● **Work task**
Show every line below where "inside" can be found.

[Entries taken from a collection]
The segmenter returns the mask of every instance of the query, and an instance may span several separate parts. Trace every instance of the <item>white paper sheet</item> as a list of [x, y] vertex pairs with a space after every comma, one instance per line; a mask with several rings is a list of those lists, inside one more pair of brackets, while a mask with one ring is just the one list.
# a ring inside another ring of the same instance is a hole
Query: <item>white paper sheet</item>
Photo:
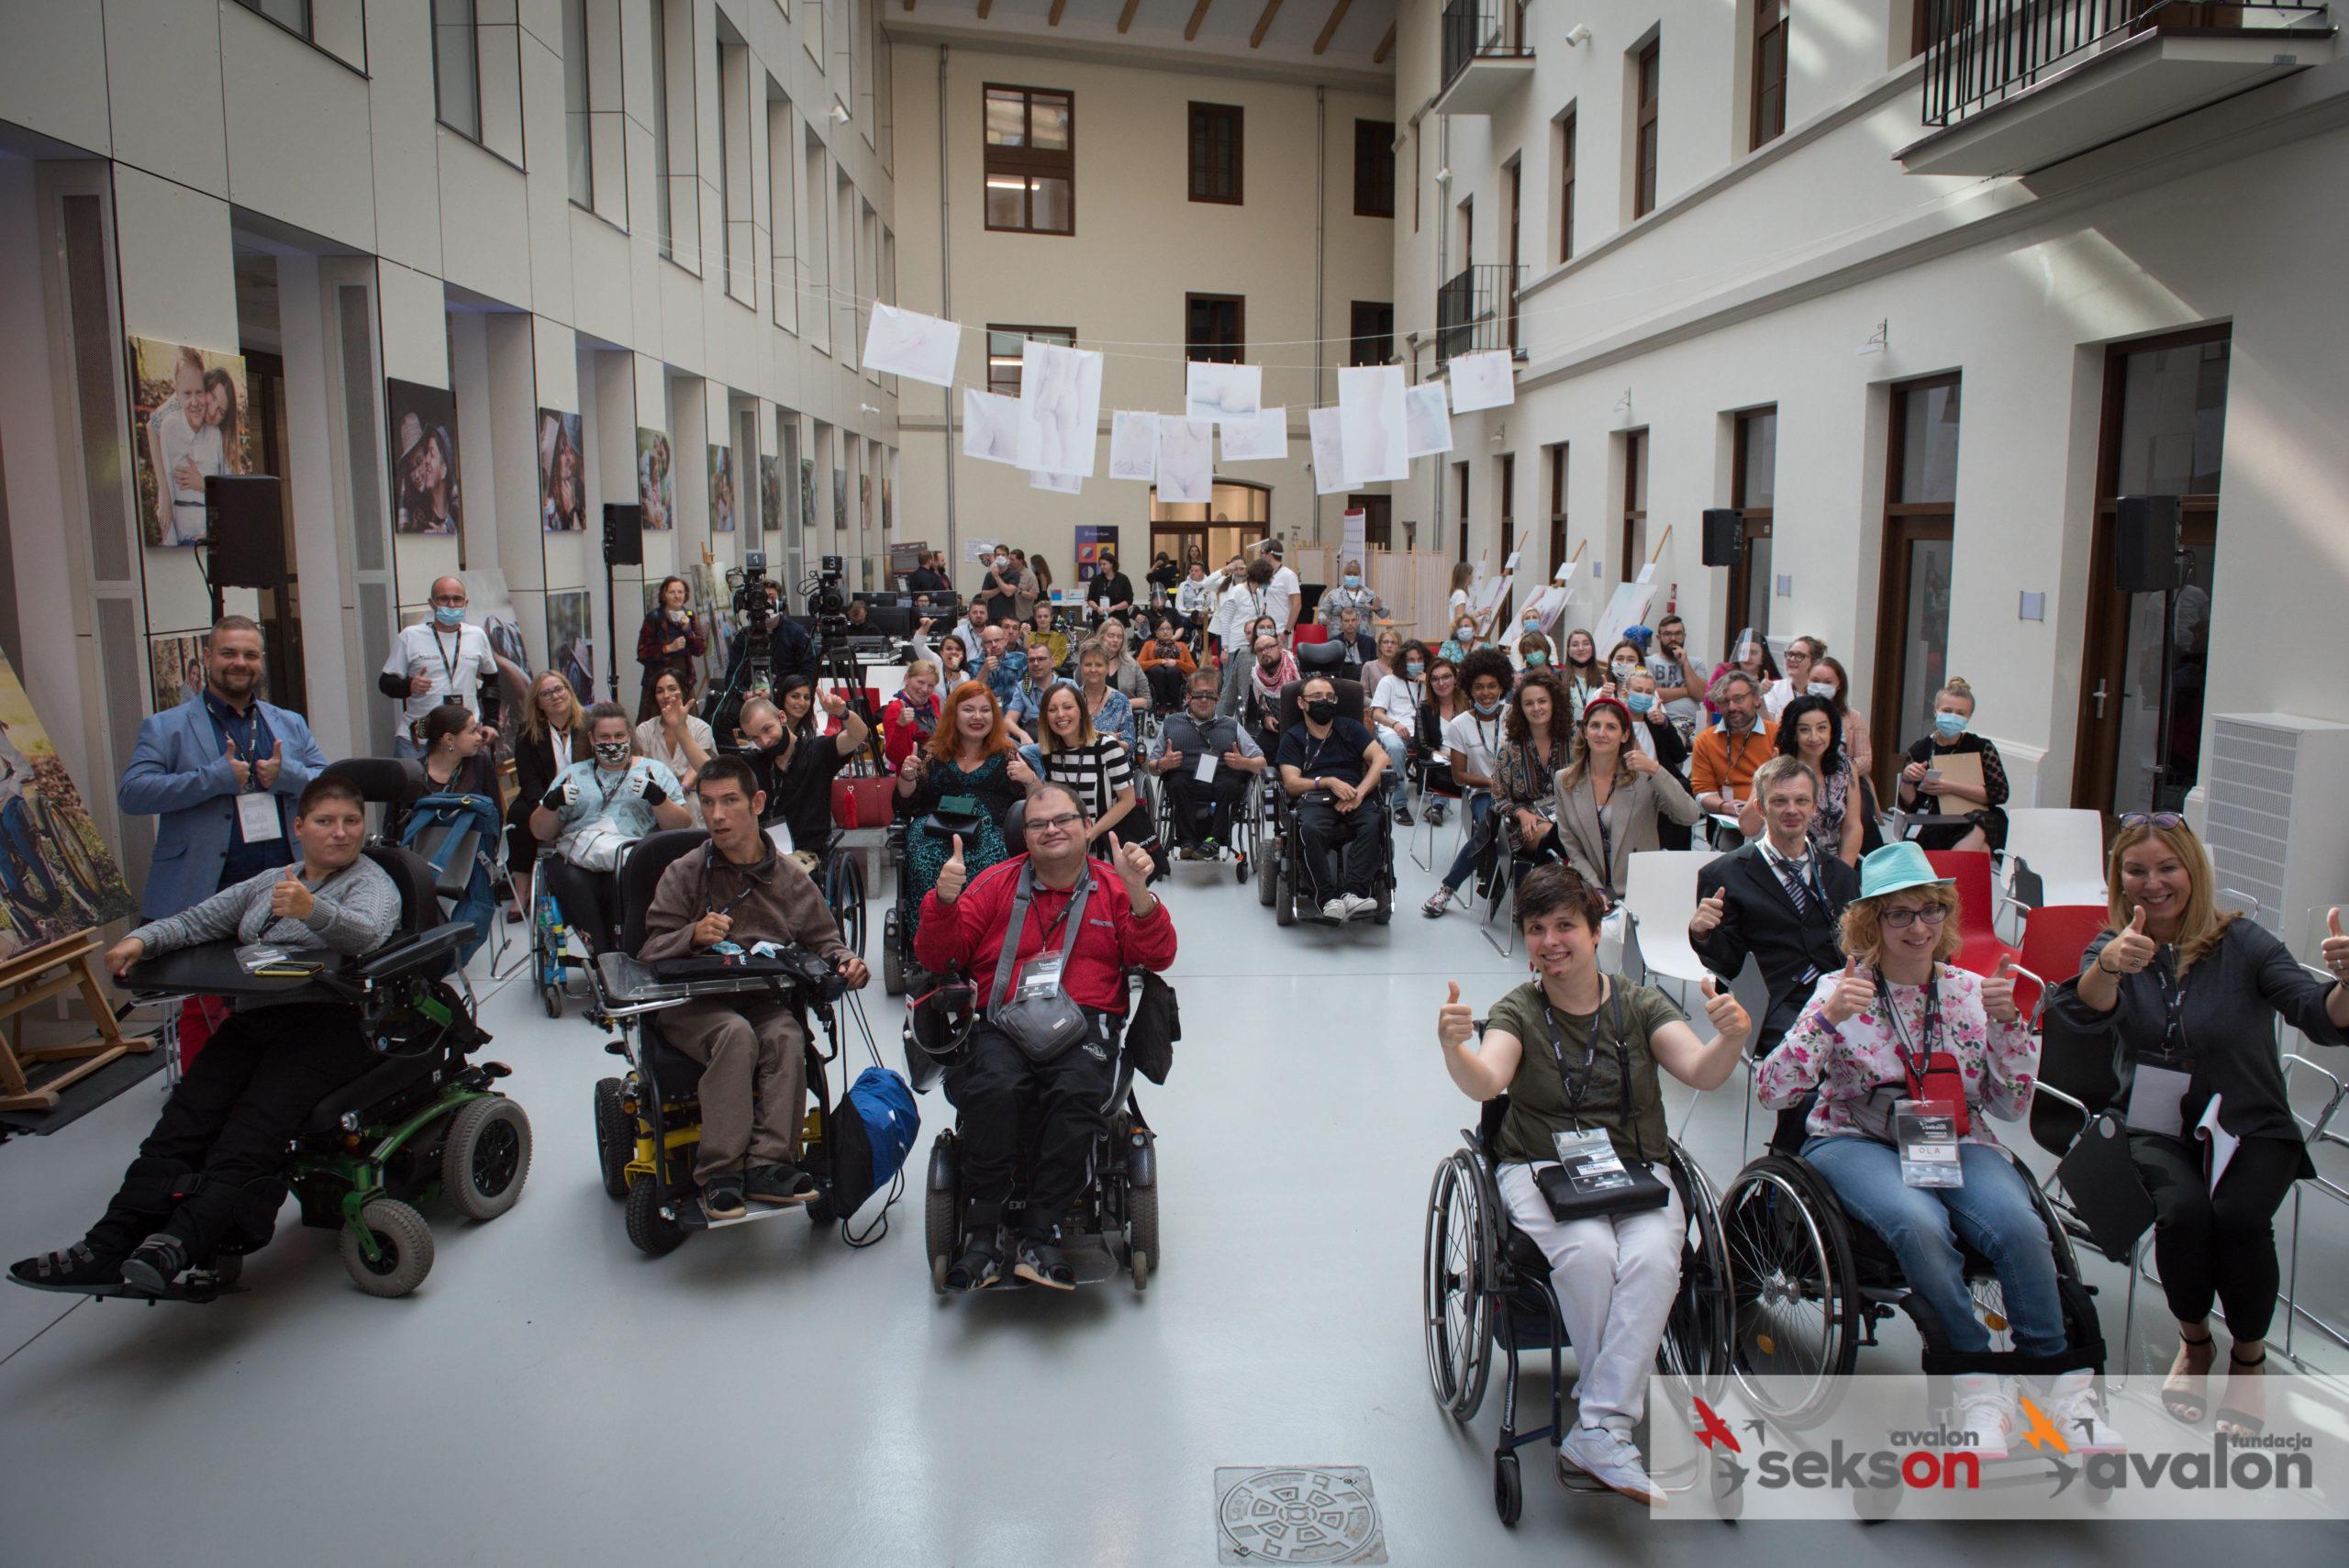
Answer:
[[2210, 1190], [2219, 1190], [2219, 1178], [2227, 1173], [2228, 1164], [2235, 1157], [2235, 1146], [2243, 1141], [2219, 1125], [2219, 1096], [2202, 1107], [2202, 1119], [2194, 1124], [2194, 1136], [2210, 1146]]
[[1207, 501], [1215, 493], [1215, 427], [1204, 419], [1158, 421], [1158, 498]]
[[1551, 575], [1550, 580], [1557, 584], [1560, 587], [1564, 587], [1565, 584], [1575, 580], [1575, 568], [1581, 564], [1582, 562], [1579, 561], [1569, 561], [1564, 566], [1559, 567], [1558, 570]]
[[1338, 432], [1346, 477], [1356, 484], [1411, 476], [1403, 391], [1400, 365], [1350, 365], [1338, 373]]
[[1343, 571], [1353, 562], [1369, 558], [1370, 514], [1360, 506], [1349, 506], [1338, 519], [1339, 570]]
[[1019, 404], [993, 392], [963, 389], [963, 455], [1019, 466]]
[[866, 369], [932, 386], [954, 384], [954, 360], [962, 348], [963, 328], [955, 323], [894, 305], [876, 303], [864, 329]]
[[1638, 576], [1638, 577], [1636, 577], [1635, 579], [1633, 579], [1633, 581], [1635, 581], [1635, 582], [1639, 582], [1639, 583], [1653, 583], [1653, 582], [1654, 582], [1654, 581], [1655, 581], [1655, 562], [1653, 562], [1653, 561], [1651, 561], [1651, 562], [1649, 562], [1646, 565], [1644, 565], [1644, 566], [1641, 567], [1641, 568], [1640, 568], [1640, 574], [1639, 574], [1639, 576]]
[[1452, 411], [1474, 414], [1479, 408], [1506, 408], [1517, 401], [1517, 376], [1507, 349], [1476, 354], [1455, 354], [1444, 366], [1452, 383]]
[[1452, 450], [1452, 416], [1443, 410], [1443, 384], [1403, 391], [1403, 455], [1432, 457]]
[[1050, 490], [1055, 495], [1074, 495], [1085, 488], [1084, 479], [1074, 473], [1046, 473], [1038, 469], [1028, 475], [1030, 490]]
[[1101, 428], [1101, 356], [1030, 338], [1019, 348], [1019, 466], [1093, 476]]
[[1183, 373], [1183, 414], [1210, 423], [1252, 419], [1264, 406], [1262, 365], [1227, 365], [1214, 361], [1186, 361]]
[[1615, 596], [1607, 601], [1607, 608], [1592, 628], [1591, 639], [1601, 648], [1612, 648], [1623, 639], [1623, 628], [1637, 626], [1647, 618], [1648, 605], [1655, 598], [1655, 587], [1647, 583], [1618, 583]]
[[1288, 410], [1267, 408], [1252, 419], [1226, 419], [1217, 429], [1226, 462], [1264, 462], [1288, 456]]
[[1542, 588], [1525, 604], [1525, 613], [1539, 617], [1542, 629], [1545, 632], [1558, 624], [1558, 617], [1565, 614], [1565, 610], [1566, 590], [1555, 583]]
[[1120, 408], [1109, 417], [1109, 477], [1158, 477], [1158, 416]]
[[1338, 411], [1308, 409], [1305, 433], [1313, 448], [1313, 493], [1334, 495], [1350, 489], [1346, 483], [1345, 438], [1338, 428]]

● **Exercise answer**
The segmenter returns the mask of every instance of the query, and an instance may span several separate parts. Trace every instance of the <item>white paper sheet</item> as a list of [x, y] vertex pairs with a space after every comma, one instance per line; a mask with several rings is a list of those lists, inside one more pair of brackets, while a mask with one ring is just the one list.
# a ring inside another ring of the same instance is a hole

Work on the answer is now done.